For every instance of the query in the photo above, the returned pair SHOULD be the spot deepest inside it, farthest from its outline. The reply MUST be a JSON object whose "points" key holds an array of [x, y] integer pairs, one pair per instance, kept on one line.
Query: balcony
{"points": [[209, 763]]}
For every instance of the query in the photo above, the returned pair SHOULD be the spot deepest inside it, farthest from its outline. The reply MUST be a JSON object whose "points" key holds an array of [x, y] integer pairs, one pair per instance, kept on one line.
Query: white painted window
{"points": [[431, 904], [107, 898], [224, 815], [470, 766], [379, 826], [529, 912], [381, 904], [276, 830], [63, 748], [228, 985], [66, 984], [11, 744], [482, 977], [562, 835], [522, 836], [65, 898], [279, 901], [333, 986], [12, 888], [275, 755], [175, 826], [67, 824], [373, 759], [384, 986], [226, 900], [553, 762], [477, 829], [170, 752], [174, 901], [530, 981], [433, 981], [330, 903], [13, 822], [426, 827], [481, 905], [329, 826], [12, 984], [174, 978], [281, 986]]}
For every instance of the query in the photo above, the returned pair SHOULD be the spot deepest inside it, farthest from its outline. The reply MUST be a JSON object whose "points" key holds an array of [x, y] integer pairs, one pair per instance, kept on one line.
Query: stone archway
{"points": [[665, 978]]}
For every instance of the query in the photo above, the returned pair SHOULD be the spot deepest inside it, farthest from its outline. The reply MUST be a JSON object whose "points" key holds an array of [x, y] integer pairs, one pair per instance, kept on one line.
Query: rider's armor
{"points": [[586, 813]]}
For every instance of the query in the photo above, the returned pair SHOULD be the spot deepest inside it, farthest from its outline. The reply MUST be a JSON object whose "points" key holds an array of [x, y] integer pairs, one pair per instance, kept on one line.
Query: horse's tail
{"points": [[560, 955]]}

#####

(WHAT TO DO) Repeat the data exactly as it was given above.

(ANSWER BELOW)
For every instance of the query in the photo above, the returned pair SHOULD be the spot deepest inside it, farthest from its outline. The reply MUST be a JSON object whose "points" key holds an array of [x, y] integer pairs, one pair per instance, kept on one line.
Query: balcony
{"points": [[209, 763]]}
For every instance of the query in the photo above, the returned pair SHOULD be the spot deepest inside it, farthest from its outline. The reply MUST be a JSON object whose "points" key holds an array of [x, y] integer pairs, one pair per instance, kept on one line.
Query: white painted window
{"points": [[431, 904], [107, 898], [224, 815], [470, 766], [379, 826], [529, 912], [381, 904], [276, 830], [63, 748], [228, 985], [66, 984], [11, 744], [482, 977], [562, 835], [522, 836], [65, 898], [279, 901], [333, 986], [12, 888], [275, 755], [175, 826], [67, 824], [373, 759], [384, 986], [226, 900], [553, 762], [477, 829], [170, 752], [174, 901], [530, 981], [433, 981], [330, 903], [13, 822], [426, 827], [481, 905], [329, 826], [12, 984], [174, 978], [281, 986]]}
For every instance of the query in the photo above, the returned pair SHOULD be the spot deepest inside it, farthest from its outline. The reply MUST be a JSON object whose "points" key holds an array of [x, y] integer pairs, one pair per instance, kept on one line.
Query: stone archway
{"points": [[665, 978]]}
For every instance of the query in the photo above, the returned pair SHOULD be the spot deepest inside it, farthest from its outline. The reply MUST be a JSON object whose "points" key holds an array of [x, y] integer pairs, one pair per instance, kept on one line.
Query: rider's armor
{"points": [[586, 813]]}
For every instance of the query in the photo above, the returned pair SHOULD be the spot deepest inside it, farthest from its outline. The reply MUST be a JSON object whose "points" key holds an array of [x, y] integer pairs, one pair per instance, kept on one line.
Query: horse's tail
{"points": [[560, 955]]}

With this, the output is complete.